* EXERCISE REQUIREMENTS *
Rewrite the records below as a two-column CSV with the header row "record_text,answer_text", one row per record. Put each record's text and its answer in one quoted field each, turn line breaks into spaces, and leave the pictures out.

* DATA ROWS *

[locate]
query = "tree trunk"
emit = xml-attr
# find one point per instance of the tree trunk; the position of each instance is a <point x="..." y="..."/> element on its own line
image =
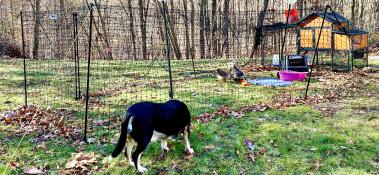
<point x="353" y="3"/>
<point x="36" y="29"/>
<point x="131" y="25"/>
<point x="103" y="27"/>
<point x="207" y="31"/>
<point x="202" y="29"/>
<point x="258" y="32"/>
<point x="173" y="37"/>
<point x="186" y="28"/>
<point x="143" y="28"/>
<point x="193" y="53"/>
<point x="214" y="27"/>
<point x="226" y="28"/>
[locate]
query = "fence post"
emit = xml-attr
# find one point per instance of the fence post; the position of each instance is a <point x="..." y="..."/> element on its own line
<point x="24" y="57"/>
<point x="164" y="3"/>
<point x="76" y="56"/>
<point x="316" y="52"/>
<point x="285" y="34"/>
<point x="88" y="71"/>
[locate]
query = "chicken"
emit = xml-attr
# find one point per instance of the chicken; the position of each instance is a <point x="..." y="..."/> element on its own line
<point x="236" y="74"/>
<point x="222" y="75"/>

* IN RESPONSE *
record_text,answer_text
"[locate] query = ""tree trunk"" emit = xml-attr # find one point per instance of the tree trunk; the position of each instance is a <point x=""..."" y=""...""/> element on its own line image =","<point x=""353"" y=""3""/> <point x=""36"" y=""29""/> <point x=""131"" y=""25""/> <point x=""103"" y=""27""/> <point x=""207"" y=""31""/> <point x=""202"" y=""29""/> <point x=""258"" y=""32""/> <point x=""173"" y=""37""/> <point x=""186"" y=""28""/> <point x=""143"" y=""28""/> <point x=""193"" y=""53""/> <point x=""214"" y=""27""/> <point x=""226"" y=""28""/>"
"[locate] query = ""fence post"" emit = xml-attr # find one point per instance of the fence post; the position of each instance is a <point x=""..."" y=""...""/> element on its own line","<point x=""24"" y=""57""/> <point x=""164"" y=""3""/> <point x=""76"" y=""56""/> <point x=""316"" y=""52""/> <point x=""285"" y=""34""/> <point x=""88"" y=""71""/>"
"[locate] query = ""chicken"" emit = xml-attr # find one point per instance of the chicken; the position of each instance is a <point x=""..."" y=""...""/> element on its own line","<point x=""236"" y=""74""/> <point x=""222"" y=""75""/>"